___ Исходный текст ___

В четверг закончился Петропавловский пост, а в субботу
мы уже пили пиво в их апостольской обители, затерянной среди лесистых увалов
Вятского Кавказа. Но исход в рай романтикой не блистал. Видавший жизнь ПАЗик
жалобно стонал на обрывистых ухабах изнасилованной дороги. На последнем
километре трассы автобус устало покатился по крутому спуску. Внезапно створки
гигантской раковины распахнулись, и перед глазами предстала Петропавловская
жемчужина. Взгляд полыхает восторгом и отраженным видом по-немецки аккуратных
домиков, что выросли на склоне с грибной неожиданностью и с волей к жизни.
Залитые солнцем мостовые дышат пылью и зноем. Поэтому к нашему приезду рай
отмывается и скоблится струящейся водой из змеящихся пожарных рукавов. Мутные,
игривые ручейки пробегают по мостовой и, юркнув, затаиваются в щелках белеющего
мрамором битого щебня. Добро пожаловать в Петропавловскую обитель!
ХРАМ
Рай вырос из запустения окрестных мест. Ветхие
умирающие избы постепенно врастают в землю, утопая в зеленой пучине жадной
листвы. Подобно дереву, лишившемуся своих корней, Петропавловское село
обрывается под топором безмолвного времени. Гибкие молодые березки, что вытянулись на руинах
старого храма, как-то по особенному милы и озарены бледным светом благодатной
земли. Дух преображения рождается в таинстве гармонии настоящего и прошлого.
Молодость и цветение жизни юной листвы наполняется смыслом мудрого, поросшего
мхом и временем церковного камня. А девицы – березки, говорливые и непоседливые
под резкими вздохами ветра, скрывают свою певучую красоту под блаженную и
рвущуюся в небо сень креста. Но нет, храм строится, пылает в лучах заката,
будит звоном благовеста давно умерших людей. И покинутый здешними обитателями
он приходит в запустение в моем воображении. Лишь величественная в своей
глубине колокольня будит тревожным набатом воспаленный ум хмельного странника.

___ Список записей ___

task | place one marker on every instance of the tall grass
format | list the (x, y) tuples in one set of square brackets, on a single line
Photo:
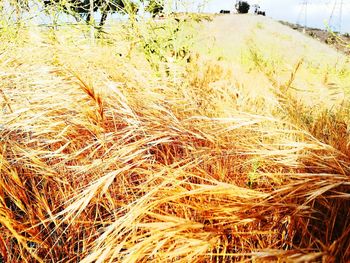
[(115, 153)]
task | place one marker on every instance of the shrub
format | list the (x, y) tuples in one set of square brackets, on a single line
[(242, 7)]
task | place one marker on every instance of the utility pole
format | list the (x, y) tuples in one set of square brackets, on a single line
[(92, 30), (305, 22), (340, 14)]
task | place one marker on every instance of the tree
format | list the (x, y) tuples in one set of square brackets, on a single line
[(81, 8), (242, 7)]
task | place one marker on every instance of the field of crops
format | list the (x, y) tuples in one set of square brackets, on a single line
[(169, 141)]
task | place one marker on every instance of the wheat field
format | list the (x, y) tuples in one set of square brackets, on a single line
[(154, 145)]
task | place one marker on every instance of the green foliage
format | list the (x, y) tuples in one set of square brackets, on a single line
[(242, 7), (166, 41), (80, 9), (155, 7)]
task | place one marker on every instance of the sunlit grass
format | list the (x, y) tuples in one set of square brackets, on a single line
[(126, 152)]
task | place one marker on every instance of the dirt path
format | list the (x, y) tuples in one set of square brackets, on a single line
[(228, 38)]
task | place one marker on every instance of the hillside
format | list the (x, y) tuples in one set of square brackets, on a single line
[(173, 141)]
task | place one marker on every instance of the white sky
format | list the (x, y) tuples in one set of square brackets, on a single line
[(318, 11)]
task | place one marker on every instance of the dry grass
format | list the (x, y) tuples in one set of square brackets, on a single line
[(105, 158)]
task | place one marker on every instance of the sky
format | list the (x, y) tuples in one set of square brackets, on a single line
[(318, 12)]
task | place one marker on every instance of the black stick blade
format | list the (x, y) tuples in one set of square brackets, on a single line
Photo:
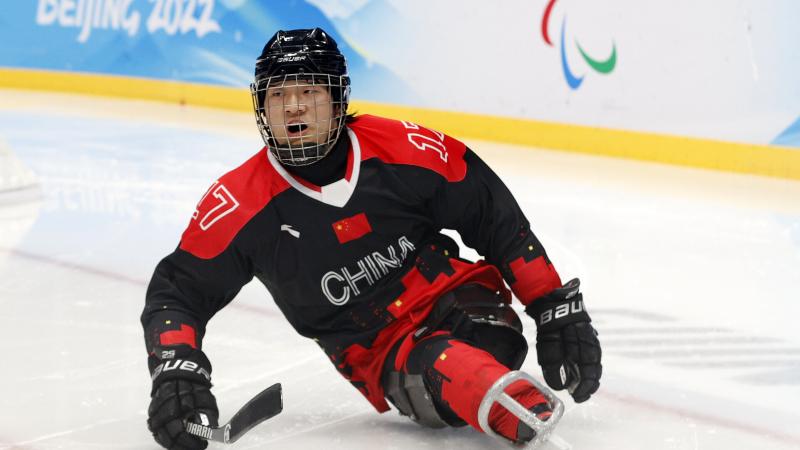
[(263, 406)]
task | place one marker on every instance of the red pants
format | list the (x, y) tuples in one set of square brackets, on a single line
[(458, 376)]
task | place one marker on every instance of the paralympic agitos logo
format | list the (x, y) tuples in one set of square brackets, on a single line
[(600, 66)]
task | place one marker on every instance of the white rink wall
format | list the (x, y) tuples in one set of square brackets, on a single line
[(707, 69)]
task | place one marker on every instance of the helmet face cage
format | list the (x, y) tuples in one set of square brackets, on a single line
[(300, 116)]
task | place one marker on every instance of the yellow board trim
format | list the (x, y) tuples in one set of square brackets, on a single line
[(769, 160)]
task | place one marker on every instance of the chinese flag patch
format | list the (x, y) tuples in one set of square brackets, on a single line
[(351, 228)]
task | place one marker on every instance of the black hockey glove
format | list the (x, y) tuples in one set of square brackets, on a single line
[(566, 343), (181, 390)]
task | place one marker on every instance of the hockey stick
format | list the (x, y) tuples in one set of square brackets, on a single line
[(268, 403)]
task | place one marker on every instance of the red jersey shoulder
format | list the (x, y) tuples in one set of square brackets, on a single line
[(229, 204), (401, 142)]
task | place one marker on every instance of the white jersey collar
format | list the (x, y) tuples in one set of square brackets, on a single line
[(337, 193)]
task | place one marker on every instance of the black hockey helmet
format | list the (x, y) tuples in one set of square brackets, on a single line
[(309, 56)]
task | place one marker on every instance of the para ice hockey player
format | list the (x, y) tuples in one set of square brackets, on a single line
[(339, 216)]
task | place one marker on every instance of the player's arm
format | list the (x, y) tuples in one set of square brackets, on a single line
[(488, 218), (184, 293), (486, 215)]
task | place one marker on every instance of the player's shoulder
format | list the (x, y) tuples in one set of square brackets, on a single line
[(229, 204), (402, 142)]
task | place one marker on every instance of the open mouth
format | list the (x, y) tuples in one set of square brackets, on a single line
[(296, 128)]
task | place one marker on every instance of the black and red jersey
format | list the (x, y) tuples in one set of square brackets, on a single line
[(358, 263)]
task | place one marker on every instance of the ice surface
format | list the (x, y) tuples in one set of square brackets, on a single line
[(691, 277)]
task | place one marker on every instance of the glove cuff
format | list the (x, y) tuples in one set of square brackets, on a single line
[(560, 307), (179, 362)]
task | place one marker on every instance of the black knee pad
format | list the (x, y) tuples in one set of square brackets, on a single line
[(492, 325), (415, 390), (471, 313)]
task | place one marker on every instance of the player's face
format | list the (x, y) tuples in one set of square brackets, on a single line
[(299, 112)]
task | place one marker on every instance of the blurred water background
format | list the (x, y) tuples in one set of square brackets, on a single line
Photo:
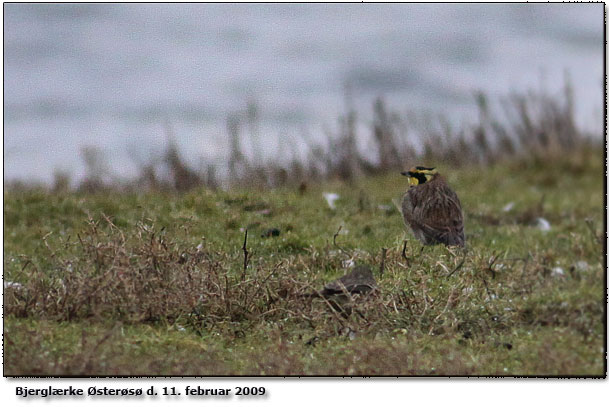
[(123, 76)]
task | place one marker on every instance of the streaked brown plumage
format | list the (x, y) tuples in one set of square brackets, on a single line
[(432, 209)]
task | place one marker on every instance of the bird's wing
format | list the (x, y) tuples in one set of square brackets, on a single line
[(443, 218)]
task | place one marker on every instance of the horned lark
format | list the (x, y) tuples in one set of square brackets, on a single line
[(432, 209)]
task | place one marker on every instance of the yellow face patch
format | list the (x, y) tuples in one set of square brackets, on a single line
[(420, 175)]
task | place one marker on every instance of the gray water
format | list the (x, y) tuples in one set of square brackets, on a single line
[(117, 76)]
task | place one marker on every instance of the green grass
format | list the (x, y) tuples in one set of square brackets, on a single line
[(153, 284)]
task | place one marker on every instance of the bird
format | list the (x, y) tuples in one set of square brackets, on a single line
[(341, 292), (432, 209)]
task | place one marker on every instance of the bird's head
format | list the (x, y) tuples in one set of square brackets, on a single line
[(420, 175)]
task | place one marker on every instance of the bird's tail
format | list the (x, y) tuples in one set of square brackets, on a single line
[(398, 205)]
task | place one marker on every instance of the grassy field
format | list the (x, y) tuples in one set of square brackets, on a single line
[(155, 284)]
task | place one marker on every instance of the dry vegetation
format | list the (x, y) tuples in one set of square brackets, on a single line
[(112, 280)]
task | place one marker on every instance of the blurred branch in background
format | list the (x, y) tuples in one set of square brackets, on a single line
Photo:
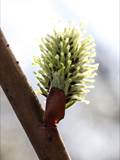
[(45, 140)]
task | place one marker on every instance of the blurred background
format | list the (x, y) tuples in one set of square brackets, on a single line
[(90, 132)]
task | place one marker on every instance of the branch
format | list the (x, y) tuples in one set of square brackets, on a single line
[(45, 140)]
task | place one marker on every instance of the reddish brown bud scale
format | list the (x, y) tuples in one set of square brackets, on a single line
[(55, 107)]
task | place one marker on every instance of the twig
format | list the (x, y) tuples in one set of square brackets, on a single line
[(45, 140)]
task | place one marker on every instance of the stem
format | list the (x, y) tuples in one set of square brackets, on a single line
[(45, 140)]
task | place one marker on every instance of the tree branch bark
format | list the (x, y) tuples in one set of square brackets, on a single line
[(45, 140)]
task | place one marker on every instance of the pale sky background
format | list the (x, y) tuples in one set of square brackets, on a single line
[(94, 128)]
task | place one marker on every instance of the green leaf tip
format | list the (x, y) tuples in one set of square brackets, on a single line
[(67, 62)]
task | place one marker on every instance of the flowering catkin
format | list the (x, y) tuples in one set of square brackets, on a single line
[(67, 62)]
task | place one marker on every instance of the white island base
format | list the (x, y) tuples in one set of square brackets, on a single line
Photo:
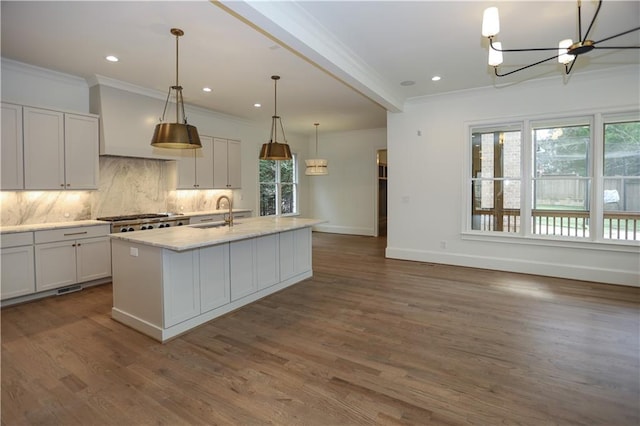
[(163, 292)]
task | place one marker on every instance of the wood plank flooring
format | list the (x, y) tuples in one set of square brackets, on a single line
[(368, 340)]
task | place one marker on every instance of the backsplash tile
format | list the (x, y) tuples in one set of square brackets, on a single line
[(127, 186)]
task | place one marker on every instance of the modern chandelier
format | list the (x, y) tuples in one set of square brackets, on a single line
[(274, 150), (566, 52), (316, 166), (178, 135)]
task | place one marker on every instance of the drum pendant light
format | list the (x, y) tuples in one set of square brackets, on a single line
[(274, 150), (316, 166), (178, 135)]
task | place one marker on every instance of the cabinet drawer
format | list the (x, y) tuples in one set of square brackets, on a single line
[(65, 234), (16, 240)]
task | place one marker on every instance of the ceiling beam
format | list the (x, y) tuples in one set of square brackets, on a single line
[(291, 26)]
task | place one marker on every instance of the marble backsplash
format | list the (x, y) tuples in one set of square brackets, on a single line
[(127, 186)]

___

→ Обязательные задания
(A) В какой день недели, согласно тексту, закончился Петропавловский пост?
(B) Повторите фрагмент текста от слов «В четверг закончился» до слов «волей к жизни.», включая их.
Строки для этого не понадобятся.

→ Список ответов
(A) В четверг.

(B)
В четверг закончился Петропавловский пост, а в субботу
мы уже пили пиво в их апостольской обители, затерянной среди лесистых увалов
Вятского Кавказа. Но исход в рай романтикой не блистал. Видавший жизнь ПАЗик
жалобно стонал на обрывистых ухабах изнасилованной дороги. На последнем
километре трассы автобус устало покатился по крутому спуску. Внезапно створки
гигантской раковины распахнулись, и перед глазами предстала Петропавловская
жемчужина. Взгляд полыхает восторгом и отраженным видом по-немецки аккуратных
домиков, что выросли на склоне с грибной неожиданностью и с волей к жизни.